_Problem details_: Please copy the lines below, renaming "tree bark" to "bark" and leaving everything else unchanged.

Items from a data source
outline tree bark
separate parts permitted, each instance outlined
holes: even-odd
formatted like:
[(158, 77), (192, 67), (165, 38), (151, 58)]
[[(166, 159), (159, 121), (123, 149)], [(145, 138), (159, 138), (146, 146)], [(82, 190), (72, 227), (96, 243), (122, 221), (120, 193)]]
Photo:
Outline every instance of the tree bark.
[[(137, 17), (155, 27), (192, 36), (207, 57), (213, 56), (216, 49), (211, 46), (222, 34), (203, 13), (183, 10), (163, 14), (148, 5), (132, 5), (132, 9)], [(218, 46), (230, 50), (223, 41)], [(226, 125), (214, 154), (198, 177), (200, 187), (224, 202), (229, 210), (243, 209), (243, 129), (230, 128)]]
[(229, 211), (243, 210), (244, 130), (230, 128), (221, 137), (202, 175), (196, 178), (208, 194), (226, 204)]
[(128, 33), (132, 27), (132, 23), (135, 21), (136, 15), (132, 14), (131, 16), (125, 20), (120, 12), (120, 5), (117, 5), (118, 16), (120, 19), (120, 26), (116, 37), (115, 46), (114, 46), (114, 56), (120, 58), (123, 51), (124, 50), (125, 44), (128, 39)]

_Output of the task_:
outline bark
separate parts permitted, each instance outlined
holes: even-odd
formatted like:
[(158, 77), (192, 67), (165, 38), (151, 58)]
[[(166, 159), (159, 121), (123, 149)], [(145, 138), (159, 138), (146, 146)], [(82, 190), (72, 227), (96, 243), (122, 221), (120, 193)]]
Photo:
Outline every instance of the bark.
[[(137, 17), (155, 27), (192, 36), (207, 57), (213, 56), (216, 49), (211, 46), (222, 34), (203, 13), (183, 10), (163, 14), (148, 5), (132, 5), (132, 9)], [(218, 46), (230, 50), (223, 41)], [(226, 125), (214, 154), (198, 177), (200, 187), (224, 202), (229, 210), (243, 209), (243, 129), (230, 128)]]
[(229, 211), (243, 210), (244, 130), (230, 128), (221, 137), (202, 175), (196, 178), (208, 194), (226, 204)]
[(128, 33), (132, 27), (132, 23), (135, 21), (136, 15), (132, 14), (131, 16), (125, 20), (120, 12), (120, 5), (117, 5), (118, 16), (120, 19), (120, 26), (116, 37), (115, 46), (114, 46), (114, 56), (120, 58), (123, 51), (124, 50), (125, 44), (128, 39)]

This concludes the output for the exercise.